* What is asked *
Starting with the line that contains "of the apartment", set down each line through the end of the entries below, exactly and with nothing added.

* Supplied material *
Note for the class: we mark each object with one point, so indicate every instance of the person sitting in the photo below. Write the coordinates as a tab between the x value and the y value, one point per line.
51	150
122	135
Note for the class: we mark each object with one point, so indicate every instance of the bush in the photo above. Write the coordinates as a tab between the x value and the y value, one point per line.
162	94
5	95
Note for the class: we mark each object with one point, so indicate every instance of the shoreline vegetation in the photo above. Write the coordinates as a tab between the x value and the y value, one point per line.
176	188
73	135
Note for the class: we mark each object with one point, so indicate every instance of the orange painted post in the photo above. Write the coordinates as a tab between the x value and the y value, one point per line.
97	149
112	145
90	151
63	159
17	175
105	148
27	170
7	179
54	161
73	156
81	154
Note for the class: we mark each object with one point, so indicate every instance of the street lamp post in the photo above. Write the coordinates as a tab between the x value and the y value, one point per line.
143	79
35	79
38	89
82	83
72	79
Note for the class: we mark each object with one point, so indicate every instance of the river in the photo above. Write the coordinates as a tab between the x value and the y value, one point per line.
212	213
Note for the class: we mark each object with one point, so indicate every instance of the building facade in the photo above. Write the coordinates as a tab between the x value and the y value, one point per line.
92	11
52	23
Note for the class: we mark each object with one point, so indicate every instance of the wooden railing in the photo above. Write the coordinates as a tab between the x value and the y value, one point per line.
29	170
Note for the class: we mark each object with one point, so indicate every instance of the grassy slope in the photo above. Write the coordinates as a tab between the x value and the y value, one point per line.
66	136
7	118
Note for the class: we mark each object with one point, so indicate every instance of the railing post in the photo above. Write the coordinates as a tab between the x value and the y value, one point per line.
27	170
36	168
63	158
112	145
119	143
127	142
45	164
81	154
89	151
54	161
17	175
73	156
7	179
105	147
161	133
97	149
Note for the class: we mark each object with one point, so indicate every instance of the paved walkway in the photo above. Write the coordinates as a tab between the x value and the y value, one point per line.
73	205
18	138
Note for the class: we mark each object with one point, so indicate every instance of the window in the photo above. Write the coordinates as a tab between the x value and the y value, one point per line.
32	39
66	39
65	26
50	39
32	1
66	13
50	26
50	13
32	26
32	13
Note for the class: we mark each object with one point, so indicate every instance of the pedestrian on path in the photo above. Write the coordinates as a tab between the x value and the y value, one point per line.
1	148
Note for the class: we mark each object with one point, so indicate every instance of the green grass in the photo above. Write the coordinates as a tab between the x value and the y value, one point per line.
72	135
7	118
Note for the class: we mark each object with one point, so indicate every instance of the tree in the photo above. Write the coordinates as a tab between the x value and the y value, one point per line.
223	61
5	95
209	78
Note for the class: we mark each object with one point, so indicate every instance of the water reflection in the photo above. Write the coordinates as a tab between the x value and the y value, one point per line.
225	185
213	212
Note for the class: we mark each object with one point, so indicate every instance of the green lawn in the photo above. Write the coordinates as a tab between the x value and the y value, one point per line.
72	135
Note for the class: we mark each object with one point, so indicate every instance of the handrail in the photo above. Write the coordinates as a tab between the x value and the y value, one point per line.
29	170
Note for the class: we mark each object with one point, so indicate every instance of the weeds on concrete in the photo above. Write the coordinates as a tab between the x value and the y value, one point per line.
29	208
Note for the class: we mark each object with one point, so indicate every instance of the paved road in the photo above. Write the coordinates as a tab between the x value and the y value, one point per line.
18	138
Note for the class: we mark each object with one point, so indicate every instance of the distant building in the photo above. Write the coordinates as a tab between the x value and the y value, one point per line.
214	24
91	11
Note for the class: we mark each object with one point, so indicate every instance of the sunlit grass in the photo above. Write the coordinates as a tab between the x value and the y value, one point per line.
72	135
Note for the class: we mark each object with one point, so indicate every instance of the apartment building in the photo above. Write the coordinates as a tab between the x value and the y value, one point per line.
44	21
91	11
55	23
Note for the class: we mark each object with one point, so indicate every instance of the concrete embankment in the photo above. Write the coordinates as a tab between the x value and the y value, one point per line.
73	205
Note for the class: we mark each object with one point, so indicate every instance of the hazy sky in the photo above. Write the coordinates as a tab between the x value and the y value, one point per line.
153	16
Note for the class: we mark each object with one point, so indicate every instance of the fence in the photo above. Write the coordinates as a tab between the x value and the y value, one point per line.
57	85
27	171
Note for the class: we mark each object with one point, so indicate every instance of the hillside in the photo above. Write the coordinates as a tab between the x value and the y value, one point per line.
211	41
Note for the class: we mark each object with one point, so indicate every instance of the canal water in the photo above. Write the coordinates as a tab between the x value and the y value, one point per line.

* Solution for this task *
Note for the class: we mark each object with one point, so indicate every instance of the apartment building in the photo above. Write the coordinates as a tab between the x value and the y value, one point per line.
44	21
91	11
55	23
Note for the class: we mark each object with one point, so indicate every instance of the concrete embankment in the photo above. Write the coordinates as a tab between the x value and the y value, one point per line.
73	205
Note for the class: we mark each object with one point, so indicate every instance of the hazy sky in the photo above. Write the coordinates as a tab between the x value and the y value, one point per line.
153	16
Note for the class: we mark each object with one point, so indicate every instance of the fence in the photo above. Write the coordinates as a tab between the x value and the y value, one point per line.
57	85
27	171
Note for the class: we mark each object with one point, so indicate every instance of the hillside in the photo above. Write the coordinates as a tab between the x value and the y value, one point per line.
211	41
Note for the class: we mark each object with one point, so indicate every instance of the canal water in the photo above. Write the coordinates as a tab between the x value and the y value, one point per line.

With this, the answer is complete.